**WRITTEN TASK**
Echo back, unchanged, the lines of the records between the line holding "Rules: place one point on every instance of the woman's" and the line holding "(1066, 238)", inclusive.

################

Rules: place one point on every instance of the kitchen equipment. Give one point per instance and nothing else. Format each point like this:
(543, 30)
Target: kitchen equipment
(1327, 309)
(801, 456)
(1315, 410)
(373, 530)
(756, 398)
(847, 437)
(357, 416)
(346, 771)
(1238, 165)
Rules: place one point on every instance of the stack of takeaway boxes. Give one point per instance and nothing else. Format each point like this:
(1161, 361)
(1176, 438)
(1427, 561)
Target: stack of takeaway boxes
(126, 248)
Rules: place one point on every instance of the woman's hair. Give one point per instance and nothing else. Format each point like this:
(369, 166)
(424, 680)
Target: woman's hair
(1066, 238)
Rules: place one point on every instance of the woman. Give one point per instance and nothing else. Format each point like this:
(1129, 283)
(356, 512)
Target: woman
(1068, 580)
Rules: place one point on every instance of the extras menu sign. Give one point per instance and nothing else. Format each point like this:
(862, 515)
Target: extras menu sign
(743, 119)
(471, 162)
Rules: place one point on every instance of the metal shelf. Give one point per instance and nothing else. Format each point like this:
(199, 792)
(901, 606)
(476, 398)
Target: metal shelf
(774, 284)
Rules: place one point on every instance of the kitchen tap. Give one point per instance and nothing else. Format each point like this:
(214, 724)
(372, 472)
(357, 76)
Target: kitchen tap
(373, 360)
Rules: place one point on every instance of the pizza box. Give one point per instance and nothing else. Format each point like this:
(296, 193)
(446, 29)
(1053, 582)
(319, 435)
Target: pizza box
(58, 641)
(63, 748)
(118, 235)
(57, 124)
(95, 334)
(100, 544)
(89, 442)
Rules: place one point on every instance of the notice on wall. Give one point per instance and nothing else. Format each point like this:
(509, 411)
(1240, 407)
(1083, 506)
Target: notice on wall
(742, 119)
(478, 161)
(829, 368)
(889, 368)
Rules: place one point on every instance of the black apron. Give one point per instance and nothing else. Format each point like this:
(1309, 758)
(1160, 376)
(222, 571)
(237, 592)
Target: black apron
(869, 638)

################

**THE SOLUTION**
Rules: place one point on every instance of the woman's hair. Give one point per instance and nothing else. Format each point like this:
(369, 166)
(424, 680)
Target: woman's hair
(1066, 238)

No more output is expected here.